Ben Cravatt  Presents Barnett Lectures on Activity-Based Protein Profiling

The Twenty-Sixth Annual Barnett Lectureship
by Roger Kautz, 19 October 2007

(photo gallery)

Dr. Benjamin Cravatt III, Professor in the Skaggs Institute for Chemical Biology and Departments of Cell Biology and Chemistry at the Scripps Research Institute, presented the twenty-sixth annual Barnett Lectureship "Mapping Biochemical Pathways in Human Disease by Integrated Proteomics and Metabolomics". Dr. Cravatt has pioneered the field of Activity-Based Protein Profiling (ABPP) which uses active-site-directed chemical probes to determine the functional states of large numbers of enzymes in the whole proteome.

Many enzymes, such as zymogens, have tightly regulated activities. They are produced by the cell in an inactive "proenzyme" form, later activated within the cell, but then inactivated after a short period. Conventional proteomic methods will detect the presence of the protein throughout this entire span of time; however, it is generally only the active form of the protein that has biological significance.  Dr. Cravatt has developed chemical probes that target only the active form of many enzymes.  Because affinity may in some cases be low, covalent crosslinking tags the active enzyme and survives denaturation and proteolytic cleavage for proteomic analysis.  


Sunny Zhou, Ben Cravatt, Barry Karger

To covalently tag an enzyme using a suicide inhibitor is a familiar a "pre-omics" technology.  In contrast, Dr. Cravatt's development and application of probes that target broad classes of active sites has provided a valuable systems biology tool to monitor the  activity of many related enzymes in a single rapid assay.  Interestingly, enzymes with high affinity for the same ligands typically have lower homology, on the order of 50%;  more closely-related enzymes with high homology generally do not bind the same ligands.

 Dr. Cravatt presented numerous examples from his work.  Tabulating enzyme activities which are either elevated or suppressed in tumors or cancer cell lines has detected known and novel cancer-related enzymes.Integrated with analogous metabolomic methods in discovery metabolite profiling (DMP) Dr. Cravatt's work continues to elucidate the signalling networks and the functions of biochemical pathways in cancer pathogenesis.

The lectures were followed by a reception and dinner in honor of Dr. Cravatt and his accomplishments.   Dr. Cravatt also presented a technical lecture to the Institute the following morning.   


Gavin MacBeath and Alan Saghatelian with  Prof. John R. Engen.  Gavin and Alan were classmates with Ben Cravatt and Sunny Zhou at Scripps; both are currently professors at Harvard  (MacBeath website;   Saghatelian website). Alan recently earned the NIH Director's New Innovator Award.


Guests Cathy Costello and members of her group from Boston University School of Medicine Mass Spectrometry Resource:   Amanuel Kehasse (graduate student), Giuseppe Infusini (postdoctoral fellow) and  David Perlman (research associate).

Problem statement: Copy everything from "Dr. Benjamin Cravatt" down to "the whole proteome." in the Barnett Lectures article, substituting "Skaggs Institute" for "Skaggs Institute for Chemical Biology". None of the entries have any connection to the Barnett Lectures article.

Study material:
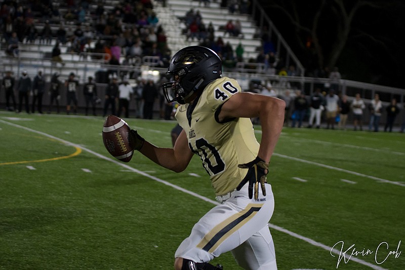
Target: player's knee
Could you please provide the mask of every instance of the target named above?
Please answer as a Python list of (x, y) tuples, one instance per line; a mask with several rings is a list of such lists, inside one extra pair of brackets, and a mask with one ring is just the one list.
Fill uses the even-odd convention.
[(175, 270), (183, 269), (183, 258), (176, 258), (174, 260), (174, 268)]

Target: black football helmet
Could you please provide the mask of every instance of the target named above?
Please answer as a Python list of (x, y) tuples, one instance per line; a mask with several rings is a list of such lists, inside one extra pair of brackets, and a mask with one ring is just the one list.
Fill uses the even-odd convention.
[(163, 92), (168, 102), (185, 104), (198, 89), (220, 78), (221, 58), (212, 50), (202, 46), (182, 49), (172, 58), (166, 75), (172, 81), (163, 84)]

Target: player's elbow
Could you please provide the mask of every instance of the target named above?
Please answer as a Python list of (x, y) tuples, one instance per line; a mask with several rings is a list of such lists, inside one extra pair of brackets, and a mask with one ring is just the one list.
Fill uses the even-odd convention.
[(270, 110), (278, 112), (284, 112), (286, 109), (286, 102), (282, 99), (272, 97), (267, 102), (267, 107)]
[(174, 167), (171, 168), (170, 170), (174, 171), (175, 173), (181, 173), (183, 171), (186, 169), (187, 166), (176, 166)]

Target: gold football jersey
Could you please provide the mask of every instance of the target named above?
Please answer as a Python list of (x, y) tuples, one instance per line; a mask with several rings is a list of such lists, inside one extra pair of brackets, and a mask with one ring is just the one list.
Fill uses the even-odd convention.
[(241, 91), (235, 80), (227, 77), (217, 79), (192, 104), (180, 105), (176, 113), (187, 135), (189, 147), (202, 161), (216, 195), (236, 188), (248, 172), (237, 165), (254, 160), (259, 152), (260, 145), (250, 119), (218, 123), (216, 117), (222, 105)]

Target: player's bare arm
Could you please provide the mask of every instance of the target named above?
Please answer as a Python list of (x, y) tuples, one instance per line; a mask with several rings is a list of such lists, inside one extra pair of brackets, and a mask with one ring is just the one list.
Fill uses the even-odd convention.
[(184, 171), (193, 156), (184, 130), (173, 148), (159, 147), (145, 141), (139, 151), (153, 162), (176, 172)]
[(218, 117), (220, 121), (227, 118), (258, 117), (262, 139), (258, 157), (268, 163), (282, 129), (285, 107), (284, 101), (277, 98), (238, 93), (224, 104)]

Answer section:
Dr. Benjamin Cravatt III, Professor in the Skaggs Institute and Departments of Cell Biology and Chemistry at the Scripps Research Institute, presented the twenty-sixth annual Barnett Lectureship "Mapping Biochemical Pathways in Human Disease by Integrated Proteomics and Metabolomics". Dr. Cravatt has pioneered the field of Activity-Based Protein Profiling (ABPP) which uses active-site-directed chemical probes to determine the functional states of large numbers of enzymes in the whole proteome.